• _Problem statement_
In the article on the government scheme for young children with behavior problems, which American program has the Ministry of Education adopted as its intervention?

• _Selected extract_

↓

KEY POINTS:
Can you really predict whether someone is going to become a useful, law-abiding member of the community or a law-breaking waste of space at the age of 3?
A Government initiative to identify little ones aged from 3 to 7 with behavioural problems begins this year, a co-operative venture between the Ministries of Education, Health and Social Development. Kids who tick too many negative boxes - who are violent towards their peers, lack empathy, who are disruptive and self-obsessed - will be identified as at risk of becoming crims. They will be given lessons in how to behave appropriately, hopefully offering them an alternative path to the rocky one they're treading.
At the same time, parents and teachers will attend workshops to teach them how to respond when children are acting out.
According to one of the experts who advised the Government on the scheme, the success rate should be around 80 per cent and the expense - roughly $4000 a child - will be minimal compared with what it would cost to try to turn around the life of a teenager or a young adult.
If a child is allowed to continue to behave like a monster until they reach the age of 12 or 13, the cost will rise to $17,000 and the success rate will fall to 20 per cent. When teen terrors graduate to prison, there's virtually no show of redeeming them and, as we all know, the cost of keeping people in prison is a fearful drain on taxpayer dollars. So it's surely a win-win.
Oh yes, there'll be those who'll shriek about a nanny state and how the Government has no right to interfere in the family, but they need to go and sit on the naughty step.
For years, we've been begging someone - anyone - to stop the cycle of violence and woeful parenting that's produced generations of screwed-up New Zealanders.
A small group of people and their progeny cost this country millions in benefits, hospital care, social services and jail time. Surely, if we can identify which kids are being let down by their parents, and give the parents the skills they need to raise their children properly, we'll all be winners.
The Ministry of Education has apparently adopted an American programme, The Incredible Years, as its intervention for "children with challenging behaviours". That's what the ministry would call them. You and I would probably call them toerags.
The Incredible Years has been adopted by numerous agencies and countries, including Ireland and Wales, and studies show it seems to work.
The programme is also seen as an alternative to using drugs to control children's behaviour, and that's got to be a good thing. Why not give it a try?
Obviously, it will take time for a strategy such as this to show results, but we have to start somewhere.
I know the children who've died at the hands of their parents or caregivers were babies - too young to have been picked up by a scheme such as the one suggested by the Government. But they all had siblings, and perhaps if the parents had been identified earlier as being utterly incapable of raising goldfish, far less small children, the little ones might have survived. Very few people are actually psychopathic - most just need to know that there is another way.
In the absence of any other bright ideas, and given that the programme the Government is looking to introduce has a good track record overseas, let's give this a try.

↑

• _Raw data_
↓

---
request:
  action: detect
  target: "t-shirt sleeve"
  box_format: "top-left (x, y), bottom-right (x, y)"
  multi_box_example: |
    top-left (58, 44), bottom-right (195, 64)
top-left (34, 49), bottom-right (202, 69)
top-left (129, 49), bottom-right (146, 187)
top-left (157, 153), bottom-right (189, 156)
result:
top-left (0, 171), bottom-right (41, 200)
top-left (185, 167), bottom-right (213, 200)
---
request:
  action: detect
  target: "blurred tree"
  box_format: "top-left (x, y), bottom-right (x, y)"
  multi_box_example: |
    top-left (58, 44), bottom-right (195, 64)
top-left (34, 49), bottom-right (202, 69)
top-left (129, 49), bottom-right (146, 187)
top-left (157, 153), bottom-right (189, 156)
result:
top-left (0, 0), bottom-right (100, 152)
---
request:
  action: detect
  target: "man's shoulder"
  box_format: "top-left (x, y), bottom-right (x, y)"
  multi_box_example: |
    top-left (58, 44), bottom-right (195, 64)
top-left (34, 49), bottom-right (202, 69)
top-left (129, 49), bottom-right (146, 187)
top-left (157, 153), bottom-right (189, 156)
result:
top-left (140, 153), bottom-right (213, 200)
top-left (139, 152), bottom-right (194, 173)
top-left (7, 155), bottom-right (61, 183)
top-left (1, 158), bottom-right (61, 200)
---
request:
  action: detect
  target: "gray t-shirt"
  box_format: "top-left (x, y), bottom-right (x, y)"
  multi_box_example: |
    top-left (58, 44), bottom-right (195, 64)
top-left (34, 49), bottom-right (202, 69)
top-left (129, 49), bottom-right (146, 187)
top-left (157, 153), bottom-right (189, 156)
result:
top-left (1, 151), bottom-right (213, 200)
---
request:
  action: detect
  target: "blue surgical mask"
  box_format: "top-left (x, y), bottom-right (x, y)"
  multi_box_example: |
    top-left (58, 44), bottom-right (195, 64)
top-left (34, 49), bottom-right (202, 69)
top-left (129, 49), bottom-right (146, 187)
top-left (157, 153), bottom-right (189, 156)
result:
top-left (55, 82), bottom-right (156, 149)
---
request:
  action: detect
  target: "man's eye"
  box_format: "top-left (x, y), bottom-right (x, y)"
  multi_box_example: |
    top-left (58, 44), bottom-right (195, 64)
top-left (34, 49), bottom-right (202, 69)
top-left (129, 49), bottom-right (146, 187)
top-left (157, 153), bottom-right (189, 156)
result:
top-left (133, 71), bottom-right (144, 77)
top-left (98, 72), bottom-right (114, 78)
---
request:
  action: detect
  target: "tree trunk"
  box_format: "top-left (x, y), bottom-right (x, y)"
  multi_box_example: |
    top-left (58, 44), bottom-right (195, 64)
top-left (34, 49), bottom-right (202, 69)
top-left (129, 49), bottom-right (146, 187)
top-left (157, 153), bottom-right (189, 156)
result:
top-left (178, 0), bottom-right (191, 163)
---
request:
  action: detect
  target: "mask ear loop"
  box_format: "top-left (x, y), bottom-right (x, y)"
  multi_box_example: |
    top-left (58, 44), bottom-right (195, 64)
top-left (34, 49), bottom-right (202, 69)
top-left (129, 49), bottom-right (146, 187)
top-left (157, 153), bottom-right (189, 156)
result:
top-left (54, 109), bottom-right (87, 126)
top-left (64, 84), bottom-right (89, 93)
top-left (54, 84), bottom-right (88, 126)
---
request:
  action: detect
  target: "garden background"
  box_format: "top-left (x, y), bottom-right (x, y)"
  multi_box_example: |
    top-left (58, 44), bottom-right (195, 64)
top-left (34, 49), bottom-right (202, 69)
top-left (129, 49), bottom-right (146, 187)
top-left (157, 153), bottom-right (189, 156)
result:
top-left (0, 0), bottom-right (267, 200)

↑

• _Result of the task_
The Incredible Years